▸ **What the task asks**
Pick out every line of the records below that contains the word "moss", and copy each one in full.

▸ **Data section**
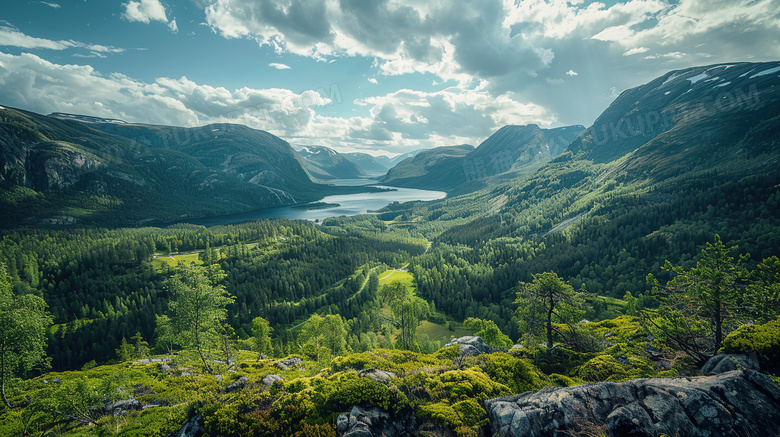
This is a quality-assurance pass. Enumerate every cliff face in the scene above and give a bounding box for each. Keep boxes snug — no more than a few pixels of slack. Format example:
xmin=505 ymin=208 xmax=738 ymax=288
xmin=484 ymin=370 xmax=780 ymax=437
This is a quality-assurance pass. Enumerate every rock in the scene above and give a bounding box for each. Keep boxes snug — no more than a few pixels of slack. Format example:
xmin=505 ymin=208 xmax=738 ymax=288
xmin=358 ymin=369 xmax=396 ymax=383
xmin=263 ymin=375 xmax=284 ymax=385
xmin=336 ymin=414 xmax=349 ymax=433
xmin=105 ymin=396 xmax=143 ymax=416
xmin=136 ymin=358 xmax=172 ymax=364
xmin=484 ymin=370 xmax=780 ymax=437
xmin=225 ymin=376 xmax=249 ymax=393
xmin=444 ymin=335 xmax=500 ymax=356
xmin=274 ymin=357 xmax=303 ymax=370
xmin=701 ymin=354 xmax=758 ymax=376
xmin=168 ymin=414 xmax=204 ymax=437
xmin=336 ymin=406 xmax=418 ymax=437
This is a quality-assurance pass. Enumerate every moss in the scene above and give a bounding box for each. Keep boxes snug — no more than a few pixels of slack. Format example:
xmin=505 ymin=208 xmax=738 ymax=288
xmin=486 ymin=353 xmax=548 ymax=393
xmin=575 ymin=355 xmax=629 ymax=382
xmin=416 ymin=402 xmax=463 ymax=428
xmin=452 ymin=399 xmax=490 ymax=427
xmin=720 ymin=319 xmax=780 ymax=361
xmin=585 ymin=316 xmax=647 ymax=341
xmin=548 ymin=373 xmax=581 ymax=387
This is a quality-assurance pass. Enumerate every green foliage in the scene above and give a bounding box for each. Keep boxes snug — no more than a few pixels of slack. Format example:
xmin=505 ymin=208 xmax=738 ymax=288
xmin=486 ymin=353 xmax=547 ymax=393
xmin=0 ymin=263 xmax=51 ymax=408
xmin=515 ymin=272 xmax=584 ymax=348
xmin=298 ymin=314 xmax=347 ymax=358
xmin=252 ymin=317 xmax=273 ymax=360
xmin=169 ymin=265 xmax=233 ymax=373
xmin=463 ymin=317 xmax=513 ymax=349
xmin=417 ymin=402 xmax=463 ymax=428
xmin=575 ymin=355 xmax=629 ymax=382
xmin=377 ymin=281 xmax=429 ymax=350
xmin=720 ymin=319 xmax=780 ymax=372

▸ **Full solution**
This is a quality-assurance pass. Enumerate every moss in the scene above and give a bounding box for each. Keep boxes snug — no more than a few pixels of slack. Format example:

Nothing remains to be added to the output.